** Begin ENTRIES SHOWN **

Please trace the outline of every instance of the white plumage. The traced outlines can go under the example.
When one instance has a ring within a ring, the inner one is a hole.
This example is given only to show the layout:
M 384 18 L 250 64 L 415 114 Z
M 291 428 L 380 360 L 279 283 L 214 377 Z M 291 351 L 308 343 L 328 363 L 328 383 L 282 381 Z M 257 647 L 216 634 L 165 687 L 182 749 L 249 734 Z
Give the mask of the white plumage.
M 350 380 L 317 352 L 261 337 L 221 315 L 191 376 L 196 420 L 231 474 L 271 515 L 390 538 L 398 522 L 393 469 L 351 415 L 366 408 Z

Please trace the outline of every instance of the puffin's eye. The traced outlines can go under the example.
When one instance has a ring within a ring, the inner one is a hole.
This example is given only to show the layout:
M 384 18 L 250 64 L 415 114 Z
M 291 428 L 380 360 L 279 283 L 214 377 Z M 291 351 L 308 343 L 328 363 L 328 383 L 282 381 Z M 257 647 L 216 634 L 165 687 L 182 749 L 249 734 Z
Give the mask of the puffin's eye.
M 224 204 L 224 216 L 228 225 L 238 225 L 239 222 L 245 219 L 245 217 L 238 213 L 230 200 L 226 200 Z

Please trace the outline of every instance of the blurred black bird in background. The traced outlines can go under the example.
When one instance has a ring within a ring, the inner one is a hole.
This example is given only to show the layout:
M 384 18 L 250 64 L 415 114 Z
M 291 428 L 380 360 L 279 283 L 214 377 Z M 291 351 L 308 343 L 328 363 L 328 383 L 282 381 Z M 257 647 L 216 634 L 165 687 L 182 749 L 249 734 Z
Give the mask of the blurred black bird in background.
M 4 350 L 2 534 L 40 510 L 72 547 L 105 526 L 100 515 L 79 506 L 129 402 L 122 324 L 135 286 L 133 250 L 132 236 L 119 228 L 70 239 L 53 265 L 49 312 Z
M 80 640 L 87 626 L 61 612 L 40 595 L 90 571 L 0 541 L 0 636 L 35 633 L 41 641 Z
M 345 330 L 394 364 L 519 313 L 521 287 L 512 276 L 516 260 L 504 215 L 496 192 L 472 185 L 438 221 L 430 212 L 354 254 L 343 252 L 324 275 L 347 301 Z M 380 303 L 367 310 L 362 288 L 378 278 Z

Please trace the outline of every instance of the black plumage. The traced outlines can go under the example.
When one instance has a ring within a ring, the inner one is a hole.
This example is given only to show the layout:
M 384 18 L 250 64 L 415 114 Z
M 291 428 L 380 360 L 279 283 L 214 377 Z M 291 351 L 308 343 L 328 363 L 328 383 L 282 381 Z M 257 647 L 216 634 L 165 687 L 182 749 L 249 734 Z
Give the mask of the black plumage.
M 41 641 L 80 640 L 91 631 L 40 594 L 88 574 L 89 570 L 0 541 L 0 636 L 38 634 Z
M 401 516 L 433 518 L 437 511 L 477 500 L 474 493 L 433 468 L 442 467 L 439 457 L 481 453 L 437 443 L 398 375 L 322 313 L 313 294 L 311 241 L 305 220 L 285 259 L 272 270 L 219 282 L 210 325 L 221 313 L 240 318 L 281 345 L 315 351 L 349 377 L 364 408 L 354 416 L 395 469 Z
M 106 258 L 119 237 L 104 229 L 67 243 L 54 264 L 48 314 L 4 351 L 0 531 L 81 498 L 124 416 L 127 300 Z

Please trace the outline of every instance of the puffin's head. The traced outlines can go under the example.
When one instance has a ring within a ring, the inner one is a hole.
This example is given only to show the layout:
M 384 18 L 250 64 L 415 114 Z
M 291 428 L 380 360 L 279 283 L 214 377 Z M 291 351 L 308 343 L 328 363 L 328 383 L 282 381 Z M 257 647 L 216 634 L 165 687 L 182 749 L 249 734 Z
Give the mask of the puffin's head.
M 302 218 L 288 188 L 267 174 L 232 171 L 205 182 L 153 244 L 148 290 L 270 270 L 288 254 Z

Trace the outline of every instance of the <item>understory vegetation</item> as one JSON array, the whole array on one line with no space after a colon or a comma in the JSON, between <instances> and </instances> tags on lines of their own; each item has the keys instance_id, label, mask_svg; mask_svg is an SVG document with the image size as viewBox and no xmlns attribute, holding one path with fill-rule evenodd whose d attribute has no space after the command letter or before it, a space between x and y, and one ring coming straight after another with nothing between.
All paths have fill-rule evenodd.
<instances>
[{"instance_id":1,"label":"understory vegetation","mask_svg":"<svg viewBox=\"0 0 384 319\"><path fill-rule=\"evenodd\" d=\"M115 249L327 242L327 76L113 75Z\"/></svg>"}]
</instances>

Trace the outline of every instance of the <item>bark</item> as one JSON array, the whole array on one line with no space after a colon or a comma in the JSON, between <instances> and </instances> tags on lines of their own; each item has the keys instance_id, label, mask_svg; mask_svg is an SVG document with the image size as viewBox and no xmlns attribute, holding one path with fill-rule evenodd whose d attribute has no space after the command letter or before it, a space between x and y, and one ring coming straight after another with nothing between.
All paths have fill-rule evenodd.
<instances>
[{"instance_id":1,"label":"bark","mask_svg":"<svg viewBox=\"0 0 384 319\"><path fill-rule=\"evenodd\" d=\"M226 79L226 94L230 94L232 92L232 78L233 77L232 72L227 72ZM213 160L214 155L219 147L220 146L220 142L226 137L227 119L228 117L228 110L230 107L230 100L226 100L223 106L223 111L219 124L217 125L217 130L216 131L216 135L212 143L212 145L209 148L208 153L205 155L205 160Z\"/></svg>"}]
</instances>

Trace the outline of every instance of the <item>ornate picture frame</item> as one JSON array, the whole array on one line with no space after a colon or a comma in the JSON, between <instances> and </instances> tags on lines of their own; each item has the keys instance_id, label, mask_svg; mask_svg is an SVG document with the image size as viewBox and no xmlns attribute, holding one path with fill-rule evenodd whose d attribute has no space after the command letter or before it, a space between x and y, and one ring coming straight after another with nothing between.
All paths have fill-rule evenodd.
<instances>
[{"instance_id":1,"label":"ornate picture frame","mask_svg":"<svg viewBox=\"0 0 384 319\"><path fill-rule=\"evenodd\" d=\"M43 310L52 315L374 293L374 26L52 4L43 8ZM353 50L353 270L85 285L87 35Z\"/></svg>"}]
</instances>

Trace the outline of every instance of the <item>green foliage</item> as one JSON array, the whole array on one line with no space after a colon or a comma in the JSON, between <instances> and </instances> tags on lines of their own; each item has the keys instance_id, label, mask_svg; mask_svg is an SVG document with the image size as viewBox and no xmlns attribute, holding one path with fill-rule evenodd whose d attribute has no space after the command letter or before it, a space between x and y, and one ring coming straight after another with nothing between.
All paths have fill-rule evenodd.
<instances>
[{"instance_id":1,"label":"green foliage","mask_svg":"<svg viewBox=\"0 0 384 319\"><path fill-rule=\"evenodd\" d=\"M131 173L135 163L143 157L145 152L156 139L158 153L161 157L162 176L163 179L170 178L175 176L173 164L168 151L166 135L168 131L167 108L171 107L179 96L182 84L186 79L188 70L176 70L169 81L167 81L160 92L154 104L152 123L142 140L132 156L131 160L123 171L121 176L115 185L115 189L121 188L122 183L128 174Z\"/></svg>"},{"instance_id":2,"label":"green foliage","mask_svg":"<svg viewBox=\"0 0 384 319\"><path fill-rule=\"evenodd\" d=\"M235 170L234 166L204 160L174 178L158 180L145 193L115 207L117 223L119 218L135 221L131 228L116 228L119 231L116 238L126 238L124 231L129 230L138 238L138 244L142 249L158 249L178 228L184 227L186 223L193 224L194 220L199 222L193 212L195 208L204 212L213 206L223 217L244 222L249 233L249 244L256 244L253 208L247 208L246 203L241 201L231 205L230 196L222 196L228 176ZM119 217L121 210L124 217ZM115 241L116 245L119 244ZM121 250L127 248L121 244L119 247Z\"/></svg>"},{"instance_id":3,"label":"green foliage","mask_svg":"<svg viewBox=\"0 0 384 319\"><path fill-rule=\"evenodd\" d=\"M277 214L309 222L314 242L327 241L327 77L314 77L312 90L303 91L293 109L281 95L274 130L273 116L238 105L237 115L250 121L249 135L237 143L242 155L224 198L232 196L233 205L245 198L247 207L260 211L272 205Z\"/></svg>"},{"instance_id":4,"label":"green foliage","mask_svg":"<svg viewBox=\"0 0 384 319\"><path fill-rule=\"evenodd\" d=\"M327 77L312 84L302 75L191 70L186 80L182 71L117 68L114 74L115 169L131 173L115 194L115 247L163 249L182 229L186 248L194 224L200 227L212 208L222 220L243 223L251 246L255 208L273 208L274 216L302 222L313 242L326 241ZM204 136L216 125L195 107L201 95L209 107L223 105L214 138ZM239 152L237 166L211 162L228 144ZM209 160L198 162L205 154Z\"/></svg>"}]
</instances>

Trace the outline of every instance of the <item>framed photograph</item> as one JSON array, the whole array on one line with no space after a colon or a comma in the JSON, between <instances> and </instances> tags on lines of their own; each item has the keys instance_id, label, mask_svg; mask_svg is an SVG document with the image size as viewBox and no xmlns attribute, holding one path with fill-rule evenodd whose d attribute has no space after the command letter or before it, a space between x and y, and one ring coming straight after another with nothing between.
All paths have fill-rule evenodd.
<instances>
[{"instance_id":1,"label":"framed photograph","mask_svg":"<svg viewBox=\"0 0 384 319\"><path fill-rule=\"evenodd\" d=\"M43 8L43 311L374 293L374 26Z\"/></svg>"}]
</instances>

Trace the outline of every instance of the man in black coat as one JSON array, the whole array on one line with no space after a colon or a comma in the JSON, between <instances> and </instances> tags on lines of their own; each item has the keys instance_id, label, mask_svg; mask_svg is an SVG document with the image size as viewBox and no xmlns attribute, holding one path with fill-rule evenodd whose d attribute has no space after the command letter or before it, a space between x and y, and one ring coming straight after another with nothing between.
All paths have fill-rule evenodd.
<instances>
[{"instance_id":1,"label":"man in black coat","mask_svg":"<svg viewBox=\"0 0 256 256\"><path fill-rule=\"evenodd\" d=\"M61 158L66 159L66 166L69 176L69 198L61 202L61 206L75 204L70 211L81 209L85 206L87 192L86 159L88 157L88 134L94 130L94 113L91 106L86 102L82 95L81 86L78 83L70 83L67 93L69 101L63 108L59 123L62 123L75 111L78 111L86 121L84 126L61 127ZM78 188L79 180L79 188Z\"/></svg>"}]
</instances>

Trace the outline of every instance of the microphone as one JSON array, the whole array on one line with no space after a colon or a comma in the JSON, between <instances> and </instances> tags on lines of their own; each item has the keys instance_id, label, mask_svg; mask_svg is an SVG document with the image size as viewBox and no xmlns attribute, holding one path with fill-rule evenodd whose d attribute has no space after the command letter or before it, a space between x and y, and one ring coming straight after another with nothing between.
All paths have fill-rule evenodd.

** End ENTRIES SHOWN **

TO DO =>
Beginning at the line that contains "Trace the outline of every instance of the microphone", retype each line of the listing up to and including the last one, exactly as it stands, and nothing else.

SOLUTION FOR THIS TASK =>
Trace the outline of every instance of the microphone as one JSON array, the whole array on one line with no space after a colon or a comma in the JSON, between <instances> and </instances> tags on lines of their own; each item has the keys instance_id, label, mask_svg; mask_svg is an SVG document with the image size as viewBox and no xmlns attribute, holding one path with fill-rule evenodd whose d attribute has no space after the command letter or before it, a space between x and y, and one ring coming straight after another with nothing between.
All paths have fill-rule evenodd.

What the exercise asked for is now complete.